[Saved data entries]
▶

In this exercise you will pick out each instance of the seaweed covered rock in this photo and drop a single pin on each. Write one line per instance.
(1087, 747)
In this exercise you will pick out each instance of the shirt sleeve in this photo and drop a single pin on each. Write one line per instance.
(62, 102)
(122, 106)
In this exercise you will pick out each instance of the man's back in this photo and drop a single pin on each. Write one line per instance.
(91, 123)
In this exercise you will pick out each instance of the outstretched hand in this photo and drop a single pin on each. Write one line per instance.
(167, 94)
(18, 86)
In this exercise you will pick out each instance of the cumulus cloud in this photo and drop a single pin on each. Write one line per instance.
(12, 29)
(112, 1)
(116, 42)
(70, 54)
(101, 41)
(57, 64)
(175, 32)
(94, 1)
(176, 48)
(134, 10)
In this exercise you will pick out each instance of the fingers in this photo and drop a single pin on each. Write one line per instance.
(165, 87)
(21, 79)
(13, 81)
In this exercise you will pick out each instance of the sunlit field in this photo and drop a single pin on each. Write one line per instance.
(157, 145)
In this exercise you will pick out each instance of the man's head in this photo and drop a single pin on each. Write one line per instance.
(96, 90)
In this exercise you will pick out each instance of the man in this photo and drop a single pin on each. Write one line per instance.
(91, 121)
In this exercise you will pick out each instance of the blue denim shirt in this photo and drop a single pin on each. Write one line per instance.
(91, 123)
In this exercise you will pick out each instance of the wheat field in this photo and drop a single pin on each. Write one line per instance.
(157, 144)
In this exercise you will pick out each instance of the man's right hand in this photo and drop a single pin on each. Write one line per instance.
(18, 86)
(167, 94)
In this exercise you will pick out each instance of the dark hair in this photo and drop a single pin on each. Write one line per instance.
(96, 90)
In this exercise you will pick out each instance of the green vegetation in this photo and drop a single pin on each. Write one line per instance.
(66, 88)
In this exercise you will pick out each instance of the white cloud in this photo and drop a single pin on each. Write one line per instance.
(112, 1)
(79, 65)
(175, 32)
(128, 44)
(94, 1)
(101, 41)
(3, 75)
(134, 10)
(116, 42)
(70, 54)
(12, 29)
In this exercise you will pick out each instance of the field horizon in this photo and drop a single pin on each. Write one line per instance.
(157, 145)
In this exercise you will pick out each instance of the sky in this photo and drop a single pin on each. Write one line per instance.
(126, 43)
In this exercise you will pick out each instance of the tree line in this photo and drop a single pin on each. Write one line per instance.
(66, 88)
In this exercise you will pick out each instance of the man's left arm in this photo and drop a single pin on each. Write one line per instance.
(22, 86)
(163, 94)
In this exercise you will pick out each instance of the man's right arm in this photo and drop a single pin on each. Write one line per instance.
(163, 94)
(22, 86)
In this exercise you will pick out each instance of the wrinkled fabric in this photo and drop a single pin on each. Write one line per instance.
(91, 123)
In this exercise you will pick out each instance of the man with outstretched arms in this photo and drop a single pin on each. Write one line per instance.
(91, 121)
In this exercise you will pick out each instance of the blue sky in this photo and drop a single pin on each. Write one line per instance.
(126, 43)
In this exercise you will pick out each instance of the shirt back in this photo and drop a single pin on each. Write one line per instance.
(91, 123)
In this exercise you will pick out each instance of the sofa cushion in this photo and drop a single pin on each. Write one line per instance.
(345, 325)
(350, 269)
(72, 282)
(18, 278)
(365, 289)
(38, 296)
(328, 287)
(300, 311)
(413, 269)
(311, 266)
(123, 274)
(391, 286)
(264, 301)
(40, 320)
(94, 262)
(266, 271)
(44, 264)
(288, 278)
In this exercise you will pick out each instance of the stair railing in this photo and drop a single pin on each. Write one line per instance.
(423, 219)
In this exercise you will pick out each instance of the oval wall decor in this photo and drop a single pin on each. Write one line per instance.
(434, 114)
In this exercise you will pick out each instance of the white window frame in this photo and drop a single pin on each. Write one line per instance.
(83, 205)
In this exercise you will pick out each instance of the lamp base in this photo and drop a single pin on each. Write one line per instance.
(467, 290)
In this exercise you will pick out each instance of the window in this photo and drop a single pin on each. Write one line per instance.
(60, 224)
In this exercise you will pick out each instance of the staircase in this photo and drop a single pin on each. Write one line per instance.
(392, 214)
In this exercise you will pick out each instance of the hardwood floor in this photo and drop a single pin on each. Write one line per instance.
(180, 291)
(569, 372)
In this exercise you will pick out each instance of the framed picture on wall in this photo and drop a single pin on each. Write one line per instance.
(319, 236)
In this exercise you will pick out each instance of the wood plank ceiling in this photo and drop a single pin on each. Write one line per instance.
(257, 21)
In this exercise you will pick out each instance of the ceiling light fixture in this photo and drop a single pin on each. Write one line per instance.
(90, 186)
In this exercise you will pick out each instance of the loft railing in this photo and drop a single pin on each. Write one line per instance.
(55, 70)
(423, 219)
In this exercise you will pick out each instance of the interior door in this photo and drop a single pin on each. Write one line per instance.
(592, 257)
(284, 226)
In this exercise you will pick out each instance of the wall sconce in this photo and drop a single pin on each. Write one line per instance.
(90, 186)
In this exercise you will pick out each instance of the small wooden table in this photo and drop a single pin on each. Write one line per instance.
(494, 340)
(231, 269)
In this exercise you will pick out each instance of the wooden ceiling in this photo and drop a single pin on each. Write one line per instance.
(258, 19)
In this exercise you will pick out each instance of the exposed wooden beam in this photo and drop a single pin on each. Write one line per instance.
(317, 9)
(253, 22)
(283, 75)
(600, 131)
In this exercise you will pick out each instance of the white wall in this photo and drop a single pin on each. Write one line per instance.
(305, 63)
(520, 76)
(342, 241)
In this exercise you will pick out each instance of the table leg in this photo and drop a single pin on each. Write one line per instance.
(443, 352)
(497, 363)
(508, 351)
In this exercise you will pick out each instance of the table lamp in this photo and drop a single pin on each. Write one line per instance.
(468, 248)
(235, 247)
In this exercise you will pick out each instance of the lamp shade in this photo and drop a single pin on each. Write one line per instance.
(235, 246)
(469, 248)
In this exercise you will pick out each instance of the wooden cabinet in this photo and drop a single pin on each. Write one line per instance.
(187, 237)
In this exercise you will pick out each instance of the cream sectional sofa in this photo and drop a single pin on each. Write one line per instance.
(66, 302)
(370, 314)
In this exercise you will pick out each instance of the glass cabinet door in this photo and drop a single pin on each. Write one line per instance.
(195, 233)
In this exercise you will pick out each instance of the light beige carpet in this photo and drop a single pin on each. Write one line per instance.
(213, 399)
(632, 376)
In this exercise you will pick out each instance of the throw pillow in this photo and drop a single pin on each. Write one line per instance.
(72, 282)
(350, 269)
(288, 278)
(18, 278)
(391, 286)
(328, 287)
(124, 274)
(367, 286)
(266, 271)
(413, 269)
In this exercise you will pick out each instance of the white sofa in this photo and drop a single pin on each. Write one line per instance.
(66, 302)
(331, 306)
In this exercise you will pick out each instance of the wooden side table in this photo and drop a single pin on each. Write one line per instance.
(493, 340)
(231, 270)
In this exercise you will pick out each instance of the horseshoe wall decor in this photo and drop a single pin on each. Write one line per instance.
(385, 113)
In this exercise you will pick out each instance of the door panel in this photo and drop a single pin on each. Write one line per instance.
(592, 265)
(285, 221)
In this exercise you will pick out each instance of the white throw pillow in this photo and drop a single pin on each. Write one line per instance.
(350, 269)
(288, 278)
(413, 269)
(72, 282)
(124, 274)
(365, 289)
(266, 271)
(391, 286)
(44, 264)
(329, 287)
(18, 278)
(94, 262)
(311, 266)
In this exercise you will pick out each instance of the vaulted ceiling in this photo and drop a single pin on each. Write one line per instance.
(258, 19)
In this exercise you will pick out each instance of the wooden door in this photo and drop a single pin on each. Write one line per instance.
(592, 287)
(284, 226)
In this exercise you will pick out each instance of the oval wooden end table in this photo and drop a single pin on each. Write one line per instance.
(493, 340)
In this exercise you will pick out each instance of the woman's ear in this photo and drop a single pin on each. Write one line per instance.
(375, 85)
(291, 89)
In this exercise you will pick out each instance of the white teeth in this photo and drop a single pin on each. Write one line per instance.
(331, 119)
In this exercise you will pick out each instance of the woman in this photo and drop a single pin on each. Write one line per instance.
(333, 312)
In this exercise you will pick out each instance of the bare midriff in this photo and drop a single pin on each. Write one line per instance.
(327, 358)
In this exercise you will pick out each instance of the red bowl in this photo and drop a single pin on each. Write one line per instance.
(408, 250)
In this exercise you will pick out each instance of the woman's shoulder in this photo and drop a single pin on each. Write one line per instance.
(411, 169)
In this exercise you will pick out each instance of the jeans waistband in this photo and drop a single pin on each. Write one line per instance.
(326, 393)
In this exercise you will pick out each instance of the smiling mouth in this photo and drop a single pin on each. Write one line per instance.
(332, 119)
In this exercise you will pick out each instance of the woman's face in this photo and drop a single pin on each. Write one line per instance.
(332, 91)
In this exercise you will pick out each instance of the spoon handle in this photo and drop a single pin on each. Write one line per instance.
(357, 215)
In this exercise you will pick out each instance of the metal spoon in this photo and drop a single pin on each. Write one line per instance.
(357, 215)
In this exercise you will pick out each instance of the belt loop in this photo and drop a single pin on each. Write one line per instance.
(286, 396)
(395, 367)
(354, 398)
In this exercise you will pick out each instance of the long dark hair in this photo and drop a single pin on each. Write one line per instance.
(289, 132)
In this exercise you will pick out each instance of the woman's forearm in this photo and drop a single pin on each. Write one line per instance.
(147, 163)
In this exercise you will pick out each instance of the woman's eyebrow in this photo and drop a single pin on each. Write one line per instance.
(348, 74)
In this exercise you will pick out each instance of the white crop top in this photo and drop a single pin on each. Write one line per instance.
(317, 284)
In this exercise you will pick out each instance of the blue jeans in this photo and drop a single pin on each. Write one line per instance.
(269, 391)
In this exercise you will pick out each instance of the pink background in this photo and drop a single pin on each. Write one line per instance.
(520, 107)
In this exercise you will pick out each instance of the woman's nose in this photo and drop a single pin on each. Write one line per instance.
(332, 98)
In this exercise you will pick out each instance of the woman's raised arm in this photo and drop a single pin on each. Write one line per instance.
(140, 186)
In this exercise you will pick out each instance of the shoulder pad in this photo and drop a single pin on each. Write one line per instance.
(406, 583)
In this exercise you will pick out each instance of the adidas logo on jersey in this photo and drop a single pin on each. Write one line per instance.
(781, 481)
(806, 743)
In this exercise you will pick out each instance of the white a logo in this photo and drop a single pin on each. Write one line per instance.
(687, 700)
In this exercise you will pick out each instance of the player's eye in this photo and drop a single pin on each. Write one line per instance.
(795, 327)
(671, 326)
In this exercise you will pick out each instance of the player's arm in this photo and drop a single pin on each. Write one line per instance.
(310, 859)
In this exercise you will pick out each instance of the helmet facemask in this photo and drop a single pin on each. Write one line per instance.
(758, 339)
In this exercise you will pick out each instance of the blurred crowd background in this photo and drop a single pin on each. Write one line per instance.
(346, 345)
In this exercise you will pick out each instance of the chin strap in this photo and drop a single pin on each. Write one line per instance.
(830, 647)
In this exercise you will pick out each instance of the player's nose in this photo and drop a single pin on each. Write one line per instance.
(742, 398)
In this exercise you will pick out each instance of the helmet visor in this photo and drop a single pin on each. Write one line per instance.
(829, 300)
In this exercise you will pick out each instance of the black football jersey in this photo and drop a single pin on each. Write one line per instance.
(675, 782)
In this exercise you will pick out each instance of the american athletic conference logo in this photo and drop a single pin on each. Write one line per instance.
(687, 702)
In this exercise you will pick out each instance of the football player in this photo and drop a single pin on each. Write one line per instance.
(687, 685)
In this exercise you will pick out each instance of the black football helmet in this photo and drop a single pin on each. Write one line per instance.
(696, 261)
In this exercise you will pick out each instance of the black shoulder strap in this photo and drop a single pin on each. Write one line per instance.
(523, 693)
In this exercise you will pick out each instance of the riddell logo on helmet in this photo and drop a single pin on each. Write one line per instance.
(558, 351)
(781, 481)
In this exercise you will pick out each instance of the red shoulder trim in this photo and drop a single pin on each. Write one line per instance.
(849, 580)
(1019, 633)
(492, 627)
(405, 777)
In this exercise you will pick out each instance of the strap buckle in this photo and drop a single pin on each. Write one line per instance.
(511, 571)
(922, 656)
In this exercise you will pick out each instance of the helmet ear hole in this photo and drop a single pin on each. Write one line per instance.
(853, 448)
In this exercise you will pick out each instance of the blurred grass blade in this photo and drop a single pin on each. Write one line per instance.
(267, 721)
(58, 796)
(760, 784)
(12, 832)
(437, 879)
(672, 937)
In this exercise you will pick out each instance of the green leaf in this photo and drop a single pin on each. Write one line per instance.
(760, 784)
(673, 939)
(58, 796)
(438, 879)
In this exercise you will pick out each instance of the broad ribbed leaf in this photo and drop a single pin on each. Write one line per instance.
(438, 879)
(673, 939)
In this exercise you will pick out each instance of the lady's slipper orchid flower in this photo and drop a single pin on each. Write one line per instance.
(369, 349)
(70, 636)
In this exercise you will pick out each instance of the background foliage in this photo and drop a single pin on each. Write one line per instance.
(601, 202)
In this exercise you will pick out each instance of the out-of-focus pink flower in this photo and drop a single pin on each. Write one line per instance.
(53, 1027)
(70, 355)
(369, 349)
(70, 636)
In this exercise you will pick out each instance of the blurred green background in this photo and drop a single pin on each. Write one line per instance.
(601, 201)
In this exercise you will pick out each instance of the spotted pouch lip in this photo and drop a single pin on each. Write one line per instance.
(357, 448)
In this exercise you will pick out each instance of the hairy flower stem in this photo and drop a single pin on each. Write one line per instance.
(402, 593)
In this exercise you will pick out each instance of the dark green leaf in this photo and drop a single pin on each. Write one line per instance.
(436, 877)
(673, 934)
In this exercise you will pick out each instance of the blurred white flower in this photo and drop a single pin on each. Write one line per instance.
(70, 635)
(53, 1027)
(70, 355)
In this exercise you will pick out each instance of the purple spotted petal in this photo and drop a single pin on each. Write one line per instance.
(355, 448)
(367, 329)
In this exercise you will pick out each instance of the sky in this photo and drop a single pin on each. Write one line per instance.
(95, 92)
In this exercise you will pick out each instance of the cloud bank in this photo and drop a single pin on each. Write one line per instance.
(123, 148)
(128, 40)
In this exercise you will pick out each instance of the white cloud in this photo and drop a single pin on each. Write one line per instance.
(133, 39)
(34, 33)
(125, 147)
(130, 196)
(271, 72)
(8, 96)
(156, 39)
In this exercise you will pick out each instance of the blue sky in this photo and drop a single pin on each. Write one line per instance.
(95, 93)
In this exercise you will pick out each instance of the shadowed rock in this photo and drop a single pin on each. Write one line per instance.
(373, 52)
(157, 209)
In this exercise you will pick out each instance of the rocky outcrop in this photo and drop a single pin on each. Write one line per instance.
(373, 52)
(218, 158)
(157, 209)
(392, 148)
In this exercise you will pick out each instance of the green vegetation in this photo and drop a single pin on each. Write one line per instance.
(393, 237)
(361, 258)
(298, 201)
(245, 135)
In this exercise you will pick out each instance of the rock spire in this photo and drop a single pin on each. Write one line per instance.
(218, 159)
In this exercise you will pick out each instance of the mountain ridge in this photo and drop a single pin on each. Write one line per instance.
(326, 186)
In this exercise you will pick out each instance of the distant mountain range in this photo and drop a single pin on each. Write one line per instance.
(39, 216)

◀

* PROBLEM STATEMENT
Please transcribe the lines from the one containing "the rock spire" through the last line of the records. Include both ends and nothing else.

* RESPONSE BOX
In this exercise you will pick out each instance of the rock spire in this photo and drop a single pin on each. Write one line per instance.
(218, 159)
In this exercise you will pick out each instance of the mountain ridge in this photo and drop a single pin on each. Write one line per instance.
(326, 186)
In this exercise you will pick out each instance of the distant mountain range in this photo and drop a single pin on each. Write one line per instance.
(39, 216)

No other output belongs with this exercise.